■ Set of tasks
1 > In the passage on the severe frost, list every tree or shrub that the sentence beginning "As it appeared afterwards" names as injured or killed.
2 > Write the next part of the passage on the severe frost, picking up after its final sentence.

■ Extract provided

┄┄┄┄┄┄┄┄┄┄

And here it may be proper to observe, on what has been said above, that though frosts advance to their utmost severity by somewhat of a regular gradation, yet thaws do not usually come on by as regular a declension of cold; but often take place immediately from intense freezing; as men in sickness often mend at once from a paroxysm.
To the great credit of Portugal laurels and American junipers, be it remembered that they remained untouched amidst the general havoc: hence men should learn to ornament chiefly with such trees as are able to withstand accidental severities, and not subject themselves to the vexation of a loss which may befall them once perhaps in ten years, yet may hardly be recovered through the whole course of their lives.
As it appeared afterwards, the ilexes were much injured, the cypresses were half destroyed, the arbutuses lingered on, but never recovered; and the bays, laurustines, and laurels, were killed to the ground; and the very wild hollies, in hot aspects, were so much affected that they cast all their leaves.
By the 14th January the snow was entirely gone; the turnips emerged not damaged at all, save in sunny p. 174places; the wheat looked delicately, and the garden plants were well preserved; for snow is the most kindly mantle that infant vegetation can be wrapped in: were it not for that friendly meteor no vegetable life could exist at all in northerly regions. Yet in Sweden the earth in April is not divested of snow for more than a fortnight before the face of the country is covered with flowers.
There were some circumstances attending the remarkable frost in January 1776, so singular and striking, that a short detail of them may not be unacceptable.
The most certain way to be exact will be to copy the passages from my journal, which were taken from time to time, as things occurred. But it may be proper previously to remark that the first week in January was uncommonly wet, and drowned with vast rains from every quarter; from whence may be inferred, as there is great reason to believe is the case, that intense frosts seldom take place till the earth is p. 175perfectly glutted and chilled with water; and hence dry autumns are seldom followed by rigorous winters.

┄┄┄┄┄┄┄┄┄┄

■ Collected data
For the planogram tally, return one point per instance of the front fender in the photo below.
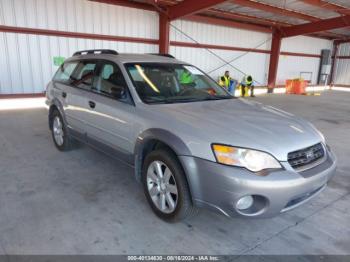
(162, 135)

┄┄┄┄┄┄┄┄┄┄

■ Outputs in order
1 > ilexes, cypresses, arbutuses, bays, laurustines, laurels, wild hollies

2 >
January 7th.—Snow driving all the day, which was followed by frost, sleet, and some snow, till the 12th, when a prodigious mass overwhelmed all the works of men, drifting over the tops of the gates, and filling the hollow lanes.
On the 14th the writer was obliged to be much abroad; and thinks he never before or since has encountered such rugged Siberian weather. Many of the narrow roads were now filled above the tops of the hedges, through which the snow was driven into most romantic and grotesque shapes, so striking to the imagination as not to be seen without wonder and pleasure. The poultry dared not to stir out of their roosting places; for cocks and hens are so dazzled and confounded by the glare of snow that they would soon perish without assistance. The hares also lay sullenly in their seats, and would not move till compelled by hunger, being conscious—poor animals—that the drifts and heaps treacherously betray their footsteps, and prove fatal to numbers of them.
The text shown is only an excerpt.